### Short task
Return the part of the Vast Data announcement below word for word, beginning with the words "Being deployed at" and stopping after "AI data engines.".

### Passage given
What are you looking for ?
Advertise with us
RAIDON

Vast Data Unveils Data Center Architecture for AI Factory with Nvidia Technologies

Being deployed at CoreWeave

Vast Data Ltd. unveiled an AI cloud architecture designed to deliver high levels of performance, QoS, zero-trust security and space/cost/power efficiency for the AI factory.

Vast Data Nvidia Bluefield Intro

Building on Nvidia BlueField-3 data processing unit (DPU) technology, the company’s parallel system architecture makes it possible to disaggregate the entirety of its OS natively into AI computing machinery, transforming supercomputers into AI data engines.

Vast Data Nvidia Bluefield Scheme1

The Nvidia BlueField networking platform combines robust compute power and integrated hardware accelerators to create secure and software-defined accelerated computing infrastructure for AI. By outfitting each GPU server with a dedicated BlueField DPU running a stateless container that powers the Vast parallel services OS, this architecture design embeds storage and database processing services directly into AI servers and delivers true linear data services designed to scale to hundreds of thousands of GPUs. Moreover, by removing multiple layers of x86 hardware and networking from the company’s network-attached Data Platform infrastructure, this new AI factory architecture reduces the cost, footprint, and power associated with AI data services.

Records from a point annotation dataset
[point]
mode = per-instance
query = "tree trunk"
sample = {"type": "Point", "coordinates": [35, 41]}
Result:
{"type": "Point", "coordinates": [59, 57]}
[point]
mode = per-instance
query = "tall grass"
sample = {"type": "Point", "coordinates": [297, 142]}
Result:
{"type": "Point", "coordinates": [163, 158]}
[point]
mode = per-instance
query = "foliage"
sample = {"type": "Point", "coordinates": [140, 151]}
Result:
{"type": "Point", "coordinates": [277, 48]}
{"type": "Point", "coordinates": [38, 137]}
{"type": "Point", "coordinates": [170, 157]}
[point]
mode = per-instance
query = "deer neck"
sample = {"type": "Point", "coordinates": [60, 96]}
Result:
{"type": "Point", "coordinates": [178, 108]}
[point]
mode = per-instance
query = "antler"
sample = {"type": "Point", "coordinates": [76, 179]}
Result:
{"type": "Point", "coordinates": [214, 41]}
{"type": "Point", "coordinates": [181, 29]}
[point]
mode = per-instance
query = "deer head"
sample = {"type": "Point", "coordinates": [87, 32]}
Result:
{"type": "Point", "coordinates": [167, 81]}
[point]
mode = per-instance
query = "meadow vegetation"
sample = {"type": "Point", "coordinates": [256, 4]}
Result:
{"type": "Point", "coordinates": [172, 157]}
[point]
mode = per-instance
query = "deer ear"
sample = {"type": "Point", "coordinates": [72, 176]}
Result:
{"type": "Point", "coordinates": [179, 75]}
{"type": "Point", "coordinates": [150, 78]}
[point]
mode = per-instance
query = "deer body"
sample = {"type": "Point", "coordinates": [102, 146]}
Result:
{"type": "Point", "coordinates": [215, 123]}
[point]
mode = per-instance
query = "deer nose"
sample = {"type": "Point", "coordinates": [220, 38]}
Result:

### Task answer
Being deployed at CoreWeave

Vast Data Ltd. unveiled an AI cloud architecture designed to deliver high levels of performance, QoS, zero-trust security and space/cost/power efficiency for the AI factory.

Vast Data Nvidia Bluefield Intro

Building on Nvidia BlueField-3 data processing unit (DPU) technology, the company’s parallel system architecture makes it possible to disaggregate the entirety of its OS natively into AI computing machinery, transforming supercomputers into AI data engines.